Request: Convert all the items below into a two-column CSV with the headers instruction and points, one row per item, placing its text and its answer each in a single quoted field with line breaks replaced by spaces. Leave the pictures out.

-- Start of Data entries --

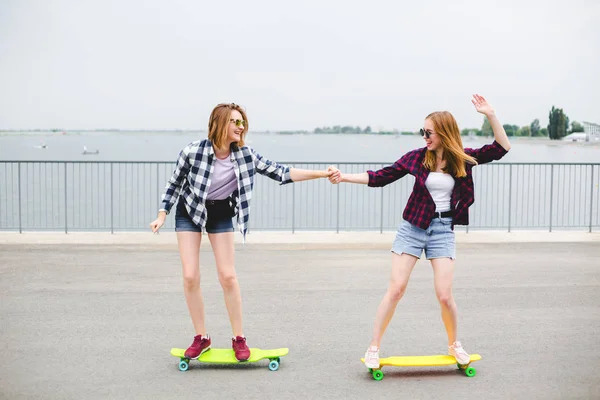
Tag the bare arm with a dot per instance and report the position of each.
(299, 175)
(486, 109)
(362, 178)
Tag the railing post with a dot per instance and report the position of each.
(381, 225)
(19, 180)
(112, 229)
(66, 212)
(509, 196)
(337, 222)
(551, 190)
(293, 208)
(591, 197)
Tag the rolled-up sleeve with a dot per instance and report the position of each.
(271, 169)
(487, 153)
(387, 175)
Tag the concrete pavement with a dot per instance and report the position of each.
(96, 319)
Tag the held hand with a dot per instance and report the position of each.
(335, 176)
(481, 105)
(157, 224)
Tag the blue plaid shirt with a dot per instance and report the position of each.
(191, 180)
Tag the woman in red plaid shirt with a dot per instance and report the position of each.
(441, 196)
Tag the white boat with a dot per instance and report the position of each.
(86, 151)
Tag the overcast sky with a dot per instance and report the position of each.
(294, 65)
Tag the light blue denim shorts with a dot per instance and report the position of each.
(437, 241)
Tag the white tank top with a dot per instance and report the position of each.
(440, 186)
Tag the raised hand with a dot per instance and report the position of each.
(481, 105)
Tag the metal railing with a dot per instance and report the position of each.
(124, 196)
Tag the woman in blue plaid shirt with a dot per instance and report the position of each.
(213, 181)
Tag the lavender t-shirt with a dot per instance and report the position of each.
(222, 181)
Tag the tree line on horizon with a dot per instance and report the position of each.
(557, 128)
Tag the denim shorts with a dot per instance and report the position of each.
(437, 241)
(218, 222)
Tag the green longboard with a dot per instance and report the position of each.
(422, 361)
(226, 356)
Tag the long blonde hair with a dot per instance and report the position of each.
(446, 127)
(218, 124)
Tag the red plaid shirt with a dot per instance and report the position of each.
(420, 209)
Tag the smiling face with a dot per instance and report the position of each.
(235, 128)
(227, 124)
(434, 141)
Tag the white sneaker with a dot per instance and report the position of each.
(372, 357)
(461, 356)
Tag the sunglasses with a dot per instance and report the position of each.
(425, 134)
(238, 122)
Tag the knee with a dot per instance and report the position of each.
(445, 298)
(191, 281)
(228, 281)
(396, 291)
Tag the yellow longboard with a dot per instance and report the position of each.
(422, 361)
(226, 356)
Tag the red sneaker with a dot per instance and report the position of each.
(200, 345)
(242, 352)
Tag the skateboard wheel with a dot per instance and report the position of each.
(274, 365)
(183, 365)
(378, 374)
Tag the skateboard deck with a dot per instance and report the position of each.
(422, 361)
(226, 356)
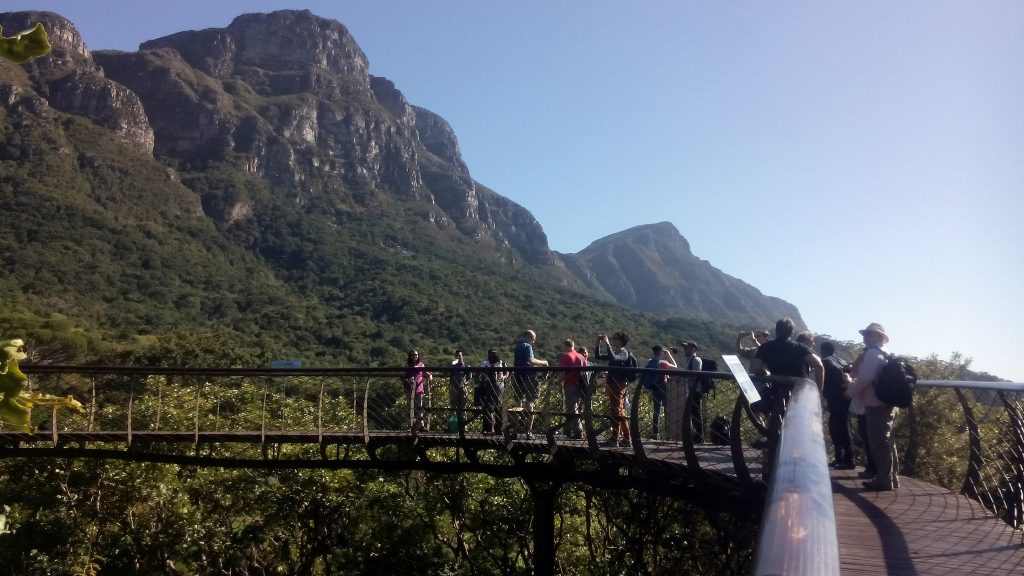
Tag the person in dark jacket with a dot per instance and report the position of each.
(836, 381)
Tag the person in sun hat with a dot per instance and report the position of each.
(879, 416)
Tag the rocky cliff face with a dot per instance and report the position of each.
(651, 268)
(286, 98)
(73, 83)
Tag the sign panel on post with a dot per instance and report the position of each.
(742, 378)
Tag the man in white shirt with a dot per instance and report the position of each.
(879, 415)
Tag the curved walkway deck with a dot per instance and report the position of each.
(920, 529)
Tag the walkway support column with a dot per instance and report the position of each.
(544, 494)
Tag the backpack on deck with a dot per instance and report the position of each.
(720, 430)
(706, 383)
(649, 380)
(625, 369)
(895, 382)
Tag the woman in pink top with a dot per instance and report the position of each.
(414, 380)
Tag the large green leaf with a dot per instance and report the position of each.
(25, 45)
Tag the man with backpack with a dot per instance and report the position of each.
(837, 381)
(879, 416)
(525, 383)
(573, 388)
(660, 359)
(622, 371)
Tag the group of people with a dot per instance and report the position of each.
(670, 393)
(847, 388)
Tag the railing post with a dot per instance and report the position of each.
(972, 480)
(320, 414)
(544, 495)
(131, 398)
(92, 404)
(199, 389)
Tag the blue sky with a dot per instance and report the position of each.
(863, 161)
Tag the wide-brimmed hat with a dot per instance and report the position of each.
(877, 328)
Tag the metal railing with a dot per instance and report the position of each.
(968, 437)
(798, 529)
(254, 414)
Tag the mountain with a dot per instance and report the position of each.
(651, 269)
(258, 180)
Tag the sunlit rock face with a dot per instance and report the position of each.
(70, 80)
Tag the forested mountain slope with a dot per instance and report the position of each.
(256, 181)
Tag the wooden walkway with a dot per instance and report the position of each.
(920, 529)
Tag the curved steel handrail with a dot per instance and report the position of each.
(798, 530)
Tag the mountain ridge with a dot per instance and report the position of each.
(288, 157)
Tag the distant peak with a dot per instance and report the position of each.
(659, 233)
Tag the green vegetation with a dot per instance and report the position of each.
(25, 45)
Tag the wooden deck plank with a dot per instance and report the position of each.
(920, 529)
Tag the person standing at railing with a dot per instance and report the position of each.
(458, 381)
(757, 336)
(573, 386)
(458, 385)
(660, 358)
(760, 408)
(616, 383)
(782, 357)
(525, 384)
(414, 380)
(878, 415)
(836, 383)
(489, 397)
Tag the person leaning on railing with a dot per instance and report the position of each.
(879, 416)
(782, 357)
(616, 386)
(414, 379)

-- End of Data entries --

Expected answer:
instruction,points
"Tag the bare arm with a dot per instance and report the position of each.","(299, 175) (486, 109) (362, 178)"
"Tag the railing post with a dot per instance and report the position of each.","(381, 225) (19, 180) (112, 229) (66, 212) (509, 196) (337, 222) (551, 190) (293, 208) (591, 197)"
"Tag the rolled-up sleeve with a dot per instance and report the position of each.","(271, 169) (487, 153) (387, 175)"
"Tag the concrete pavement with a dot per instance and report the position of each.","(96, 319)"
"Tag the held hand with a dot per instance and report the position of each.","(335, 176) (481, 105) (157, 224)"
"Tag the blue plaid shirt with a dot per instance and report the position of each.","(191, 180)"
"Tag the woman in red plaid shirt with a dot per instance and report the position of each.","(441, 196)"
"Tag the white boat with a dot per instance and report the position of each.","(86, 151)"
"Tag the overcast sky with a dot per instance and report the position of each.","(294, 65)"
"Tag the light blue denim shorts with a dot per instance and report the position of each.","(437, 241)"
"Tag the white tank top with a dot per instance and report the position of each.","(440, 186)"
"Tag the raised hand with a dot per instance and report the position of each.","(481, 105)"
"Tag the metal railing with a dot per instance and report the position of each.","(124, 196)"
"Tag the woman in blue plaid shirt with a dot per instance and report the position of each.","(213, 181)"
"Tag the lavender t-shirt with a dot per instance and report the position of each.","(222, 181)"
"Tag the tree line on horizon with a dot per instance and report the position of each.","(557, 128)"
"Tag the denim shorts with a dot per instance and report the position of each.","(437, 241) (218, 222)"
"Tag the green longboard with a dot per instance and report the position of each.","(422, 361) (226, 356)"
"Tag the long blonde hair with a dot per instance and report the position of each.","(446, 127) (218, 124)"
"Tag the red plaid shirt with a dot per instance and report the position of each.","(420, 209)"
"Tag the smiling face with a dot per instance and report the position of each.","(235, 128) (227, 124) (434, 141)"
"Tag the white sneaker with a dot per instance and report the position of each.","(372, 357) (461, 356)"
"Tag the sunglasses with a dot per instance and report the position of each.","(425, 134) (238, 122)"
"Tag the knee with a dot per instance and report the position of each.","(445, 298) (191, 281) (228, 281) (396, 291)"
"Tag the yellow longboard with a dot per instance and report the position of each.","(422, 361) (226, 356)"
"Tag the red sneaker with a dot per instance and report the position of each.","(200, 345) (242, 352)"
"Tag the skateboard wheel with a dot per instance and report the position of each.","(274, 365) (183, 365) (378, 374)"
"Tag the skateboard deck with a dot per instance and report the position of each.","(422, 361) (226, 356)"
"Tag the person in dark jacket with a dot per instance and report the position of each.","(836, 381)"
"Tag the person in sun hat with a dot per instance and report the position of each.","(879, 416)"
"Tag the rocky cliff face with a dot per instance and report the position of each.","(651, 268) (286, 98) (73, 83)"
"Tag the sign panel on post with a dot per instance and report the position of each.","(742, 378)"
"Tag the man in white shirt with a dot per instance and report the position of each.","(879, 415)"
"Tag the curved walkway deck with a dot per instance and report the position of each.","(920, 529)"
"Tag the walkway support column with a dot per instance and report the position of each.","(544, 494)"
"Tag the backpack on deck with a dot per instance and report the position of each.","(720, 430) (706, 383) (649, 380) (625, 369) (895, 382)"
"Tag the woman in pink top with a dot per instance and report the position of each.","(414, 380)"
"Tag the large green leaf with a dot per instance and report the position of each.","(25, 45)"
"Tag the man with backpack with a dot per instance and report the position of each.","(837, 381) (879, 416) (525, 383) (573, 388) (660, 359) (622, 371)"
"Tag the group of people with a dot per instance and report the position of each.","(670, 393) (847, 388)"
"Tag the railing post with a dot per instance and report the position of each.","(972, 480) (320, 414) (544, 495) (131, 398) (92, 404) (199, 389)"
"Tag the blue sky with a dot per instance and report the position of each.","(863, 161)"
"Tag the wide-brimmed hat with a dot per instance and report the position of each.","(877, 328)"
"Tag the metal railing with a dot per instance and report the position of each.","(968, 437) (798, 529) (254, 414)"
"Tag the mountain with a dot per instance and report the position of each.","(651, 269) (258, 180)"
"Tag the sunlit rock face with a dot per instance and report the position of each.","(70, 80)"
"Tag the forested mountain slope with a dot per instance and report the position of each.","(256, 181)"
"Tag the wooden walkway with a dot per instance and report the position of each.","(920, 529)"
"Tag the curved steel handrail with a dot per instance and report the position of each.","(798, 530)"
"Tag the mountain ridge with a dot per instance and report the position of each.","(288, 157)"
"Tag the distant peak with a dot per instance and report the position of each.","(659, 233)"
"Tag the green vegetation with a dot per instance and report the position of each.","(25, 45)"
"Tag the wooden deck plank with a dot per instance and report the position of each.","(920, 529)"
"Tag the person standing at railing with a dot per instance and report the position of each.","(458, 381) (757, 336) (573, 386) (458, 385) (660, 358) (760, 408) (616, 383) (782, 357) (525, 384) (414, 380) (878, 415) (836, 383) (489, 397)"
"Tag the person leaning on railing with a dot per instance and report the position of each.","(879, 416) (782, 357) (616, 386) (414, 379)"